- _Provided passage_:

• • • •

First and foremost, there is nothing to fear from being on a public IP allocation, so long as your security devices are configured right.
What should I be replacing NAT with, if we don't have physically separate networks?
The same thing we've been physically separating them with since the 1980's, routers and firewalls. The one big security gain you get with NAT is that it forces you into a default-deny configuration. In order to get any service through it, you have to explicitly punch holes. The fancier devices even allow you to apply IP-based ACLs to those holes, just like a firewall. Probably because they have 'Firewall' on the box, actually.
A correctly configured firewall provides exactly the same service as a NAT gateway. NAT gateways are frequently used because they're easier to get into a secure config than most firewalls.
I hear that IPv6 and IPSEC are supposed to make all this secure somehow, but without physically separated networks that make these devices invisible to the Internet, I really can't see how.
This is a misconception. I work for a University that has a /16 IPv4 allocation, and the vast, vast majority of our IP address consumption is on that public allocation. Certainly all of our end-user workstations and printers. Our RFC1918 consumption is limited to network devices and certain specific servers where such addresses are required. I would not be surprised if you just shivered just now, because I certainly did when I showed up on my first day and saw the post-it on my monitor with my IP address.
And yet, we survive. Why? Because we have an exterior firewall configured for default-deny with limited ICMP throughput. Just because 140.160.123.45 is theoretically routeable, does not mean you can get there from wherever you are on the public internet. This is what firewalls were designed to do.
Given the right router configs, and different subnets in our allocation can be completely unreachable from each other. You do can do this in router tables or firewalls. This is a separate network and has satisfied our security auditors in the past.
There's no way in hell I'll put our billing database (With lots of credit card information!) on the internet for everyone to see.
Our billing database is on a public IPv4 address, and has been for its entire existence, but we have proof you can't get there from here. Just because an address is on the public v4 routeable list does not mean it is guaranteed to be delivered. The two firewalls between the evils of the Internet and the actual database ports filter out the evil. Even from my desk, behind the first firewall, I can't get to that database.
Credit-card information is one special case. That's subject to the PCI-DSS standards, and the standards state directly that servers that contain such data have to be behind a NAT gateway1. Ours are, and these three servers represent our total server usage of RFC1918 addresses. It doesn't add any security, just a layer of complexity, but we need to get that checkbox checked for audits.
The original "IPv6 makes NAT a thing of the past" idea was put forward before the Internet boom really hit full mainstream. In 1995 NAT was a workaround for getting around a small IP allocation. In 2005 it was enshrined in many Security Best Practices document, and at least one major standard (PCI-DSS to be specific). The only concrete benefit NAT gives is that an external entity performing recon on the network doesn't know what the IP landscape looks like behind the NAT device (though thanks to RFC1918 they have a good guess), and on NAT-free IPv4 (such as my work) that isn't the case. It's a small step in defense-in-depth, not a big one.
The replacement for RFC1918 addresses are what are called Unique Local Addresses. Like RFC1918, they don't route unless peers specifically agree to let them route. Unlike RFC1918, they are (probably) globally unique. IPv6 address translators that translate a ULA to a Global IP do exist in the higher range perimeter gear, definitely not in the SOHO gear yet.

• • • •

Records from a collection

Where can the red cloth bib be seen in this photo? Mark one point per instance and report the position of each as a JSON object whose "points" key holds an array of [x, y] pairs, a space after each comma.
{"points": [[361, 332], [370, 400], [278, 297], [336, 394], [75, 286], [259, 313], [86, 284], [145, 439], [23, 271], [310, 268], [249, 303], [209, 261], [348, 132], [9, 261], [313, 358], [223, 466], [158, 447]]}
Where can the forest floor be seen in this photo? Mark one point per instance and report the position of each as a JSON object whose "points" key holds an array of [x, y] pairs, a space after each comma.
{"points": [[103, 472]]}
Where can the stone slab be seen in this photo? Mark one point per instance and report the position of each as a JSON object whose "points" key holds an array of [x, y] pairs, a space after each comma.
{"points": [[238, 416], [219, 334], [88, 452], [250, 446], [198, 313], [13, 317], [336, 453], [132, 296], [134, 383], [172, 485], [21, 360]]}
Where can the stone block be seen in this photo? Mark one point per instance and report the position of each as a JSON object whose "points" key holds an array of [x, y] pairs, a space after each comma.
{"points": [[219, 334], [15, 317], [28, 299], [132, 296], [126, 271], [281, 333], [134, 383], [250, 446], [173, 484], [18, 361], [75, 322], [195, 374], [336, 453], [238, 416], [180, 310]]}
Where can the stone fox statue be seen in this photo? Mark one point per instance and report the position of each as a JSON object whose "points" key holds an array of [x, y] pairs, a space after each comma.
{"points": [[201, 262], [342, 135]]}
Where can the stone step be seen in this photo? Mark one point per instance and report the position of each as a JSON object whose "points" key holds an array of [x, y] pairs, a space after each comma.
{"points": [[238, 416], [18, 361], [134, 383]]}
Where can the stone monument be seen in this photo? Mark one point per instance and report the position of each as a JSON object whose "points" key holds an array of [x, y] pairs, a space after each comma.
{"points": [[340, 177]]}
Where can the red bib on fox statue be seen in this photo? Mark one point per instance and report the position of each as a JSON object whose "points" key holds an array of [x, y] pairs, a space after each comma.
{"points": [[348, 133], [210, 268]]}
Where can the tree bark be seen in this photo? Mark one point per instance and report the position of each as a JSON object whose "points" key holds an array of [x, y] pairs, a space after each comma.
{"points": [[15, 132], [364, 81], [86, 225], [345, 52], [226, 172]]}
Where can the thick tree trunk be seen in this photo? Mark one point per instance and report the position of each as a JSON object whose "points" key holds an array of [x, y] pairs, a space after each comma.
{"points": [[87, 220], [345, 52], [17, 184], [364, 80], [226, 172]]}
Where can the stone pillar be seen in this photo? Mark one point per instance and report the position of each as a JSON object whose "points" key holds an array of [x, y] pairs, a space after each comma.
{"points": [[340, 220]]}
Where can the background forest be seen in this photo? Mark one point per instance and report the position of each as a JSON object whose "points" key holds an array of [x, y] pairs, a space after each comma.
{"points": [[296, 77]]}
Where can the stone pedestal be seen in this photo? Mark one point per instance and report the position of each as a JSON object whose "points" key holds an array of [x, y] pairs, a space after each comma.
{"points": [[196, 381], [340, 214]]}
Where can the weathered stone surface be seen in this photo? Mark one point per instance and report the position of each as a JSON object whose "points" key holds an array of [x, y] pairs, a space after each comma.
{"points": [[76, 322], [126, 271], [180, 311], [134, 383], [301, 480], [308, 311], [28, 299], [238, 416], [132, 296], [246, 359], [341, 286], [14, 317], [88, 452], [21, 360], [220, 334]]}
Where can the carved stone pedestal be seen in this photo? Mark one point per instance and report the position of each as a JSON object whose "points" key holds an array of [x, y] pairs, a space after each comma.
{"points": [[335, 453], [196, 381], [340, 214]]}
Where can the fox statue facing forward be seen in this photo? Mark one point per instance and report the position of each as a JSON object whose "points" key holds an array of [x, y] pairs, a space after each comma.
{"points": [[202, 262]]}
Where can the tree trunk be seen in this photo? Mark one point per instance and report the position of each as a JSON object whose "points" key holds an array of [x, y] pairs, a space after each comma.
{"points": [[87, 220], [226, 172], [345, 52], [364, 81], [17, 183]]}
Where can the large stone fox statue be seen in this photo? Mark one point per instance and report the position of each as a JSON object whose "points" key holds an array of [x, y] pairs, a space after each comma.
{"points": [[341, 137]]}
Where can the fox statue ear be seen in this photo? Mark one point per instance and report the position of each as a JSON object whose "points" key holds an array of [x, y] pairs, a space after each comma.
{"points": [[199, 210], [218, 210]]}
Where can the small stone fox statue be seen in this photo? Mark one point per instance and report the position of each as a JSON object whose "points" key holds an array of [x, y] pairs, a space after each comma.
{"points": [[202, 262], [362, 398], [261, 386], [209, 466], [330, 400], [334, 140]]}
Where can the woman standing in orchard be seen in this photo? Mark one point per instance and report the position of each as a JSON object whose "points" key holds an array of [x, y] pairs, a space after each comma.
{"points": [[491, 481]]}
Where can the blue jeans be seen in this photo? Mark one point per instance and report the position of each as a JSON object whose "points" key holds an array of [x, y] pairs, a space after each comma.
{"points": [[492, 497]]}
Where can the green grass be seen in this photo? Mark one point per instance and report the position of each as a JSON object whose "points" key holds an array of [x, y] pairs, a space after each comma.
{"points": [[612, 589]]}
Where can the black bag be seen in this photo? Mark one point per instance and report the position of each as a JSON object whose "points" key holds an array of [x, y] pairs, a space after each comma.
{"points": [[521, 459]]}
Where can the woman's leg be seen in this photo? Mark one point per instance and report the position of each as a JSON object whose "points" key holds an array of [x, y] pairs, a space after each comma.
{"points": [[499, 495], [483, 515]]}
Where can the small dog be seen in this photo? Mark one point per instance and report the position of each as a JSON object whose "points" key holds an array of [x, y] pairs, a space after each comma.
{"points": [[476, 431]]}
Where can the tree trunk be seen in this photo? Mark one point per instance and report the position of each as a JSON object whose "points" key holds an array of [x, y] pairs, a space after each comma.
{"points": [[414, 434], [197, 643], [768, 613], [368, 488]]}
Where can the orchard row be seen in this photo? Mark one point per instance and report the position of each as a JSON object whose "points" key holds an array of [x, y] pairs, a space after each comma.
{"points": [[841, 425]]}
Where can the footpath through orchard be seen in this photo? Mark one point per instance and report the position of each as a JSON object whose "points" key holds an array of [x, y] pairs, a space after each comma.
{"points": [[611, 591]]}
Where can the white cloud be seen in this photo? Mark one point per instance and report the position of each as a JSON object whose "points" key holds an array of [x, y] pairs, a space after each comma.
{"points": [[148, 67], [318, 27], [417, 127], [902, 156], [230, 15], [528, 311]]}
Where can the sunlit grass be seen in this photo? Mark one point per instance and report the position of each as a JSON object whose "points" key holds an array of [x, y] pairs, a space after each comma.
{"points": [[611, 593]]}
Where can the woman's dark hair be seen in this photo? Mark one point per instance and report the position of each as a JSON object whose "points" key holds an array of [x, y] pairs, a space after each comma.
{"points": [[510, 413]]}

• • • •

- _Directive 1_:
Select each line of the listing that contains the word "bark", and copy those lines.
- _Directive 2_:
Pick up the passage on NAT, firewalls and public addressing after its final sentence, and continue writing it.

- _Expected output 1_:
Where can the tree bark be seen in this photo? Mark one point per instance and report the position of each as a JSON object whose "points" key holds an array of [x, y] pairs, a space after each comma.

- _Expected output 2_:
You can survive just fine with a public IP address. Just keep in mind that 'public' does not guarantee 'reachable', and you'll be fine.
2017 update
In the past few months, Amazon aws has been adding IPv6 support. It has just been added to their amazon-vpc offering, and their implementation gives some clues as to how large scale deployments are expected to be done.
- You are given a /56 allocation (256 subnets).
- The allocation is a fully routeable subnet.
- You are expected to set your firewall-rules (security-groups) appropriately restrictive.
- There is no NAT, it's not even offered, so all outbound traffic will come from the actual IP address of the instance.
To add one of the security benefits of NAT back in, they are now offering an Egress-only Internet Gateway. This offers one NAT-like benefit:
- Subnets behind it can't be directly accessed from the internet.
Which provides a layer of defense-in-depth, in case a misconfigred firewall rule accidentally allows inbound traffic.
This offering does not translate the internal address into a single address the way NAT does. Outbound traffic will still have the source IP of the instance that opened the connection. Firewall operators looking to whitelist resources in the VPC will be better off whitelisting netblocks, rather than specific IP addresses.
Routeable does not always mean reachable.
1: The PCI-DSS standards changed in October 2010, the statement mandating RFC1918 addresses was removed, and 'network isolation' replaced it.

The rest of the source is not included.